Find and copy every line of the entries that contains the string "wooden", matching case exactly.

* Begin Data section *

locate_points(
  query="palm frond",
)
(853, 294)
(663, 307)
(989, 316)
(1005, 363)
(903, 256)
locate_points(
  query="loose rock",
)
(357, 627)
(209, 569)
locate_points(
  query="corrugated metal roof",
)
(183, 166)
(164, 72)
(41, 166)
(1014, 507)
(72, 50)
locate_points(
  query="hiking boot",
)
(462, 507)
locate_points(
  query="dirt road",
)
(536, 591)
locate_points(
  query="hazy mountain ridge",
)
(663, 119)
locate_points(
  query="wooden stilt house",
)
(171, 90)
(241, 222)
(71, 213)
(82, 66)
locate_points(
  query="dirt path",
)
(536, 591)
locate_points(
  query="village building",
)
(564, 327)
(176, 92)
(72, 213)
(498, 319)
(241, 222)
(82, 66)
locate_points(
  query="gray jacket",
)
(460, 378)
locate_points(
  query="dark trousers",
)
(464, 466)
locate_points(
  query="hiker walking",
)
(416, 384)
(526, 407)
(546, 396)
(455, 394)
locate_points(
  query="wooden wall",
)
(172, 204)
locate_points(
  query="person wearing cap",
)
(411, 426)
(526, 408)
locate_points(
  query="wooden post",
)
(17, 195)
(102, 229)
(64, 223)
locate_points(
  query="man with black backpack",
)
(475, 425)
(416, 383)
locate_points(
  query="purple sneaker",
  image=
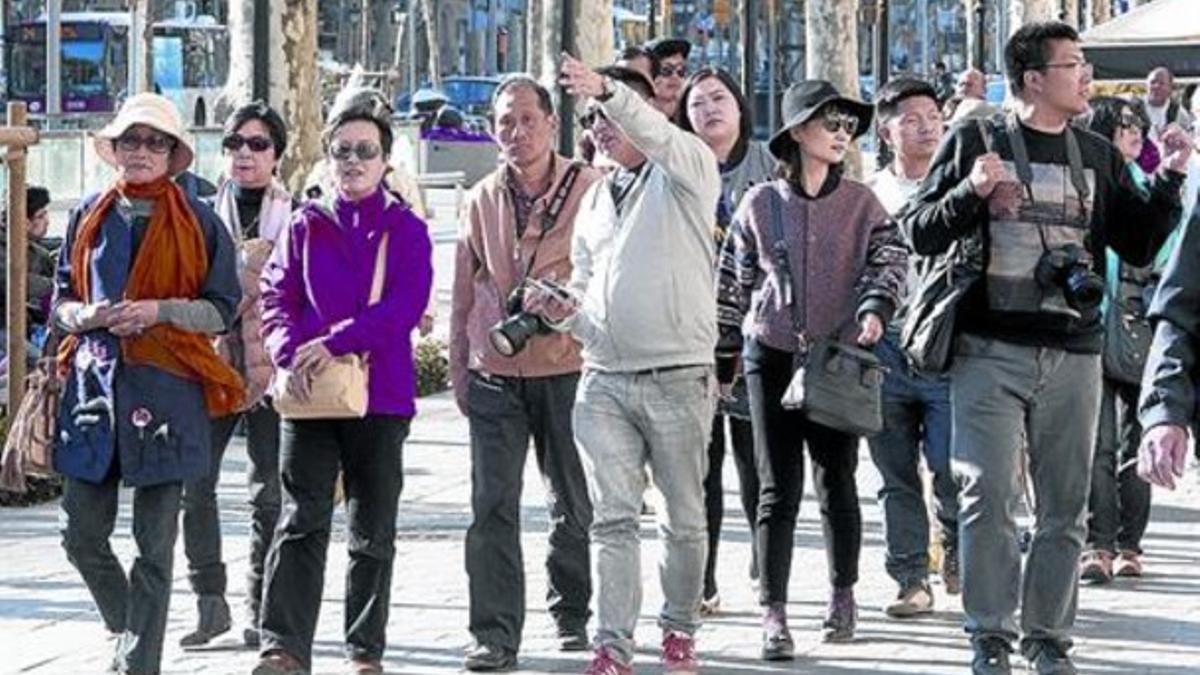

* End Data section *

Task output:
  query="wooden stilt house",
  query="wooden wall",
  query="wooden post",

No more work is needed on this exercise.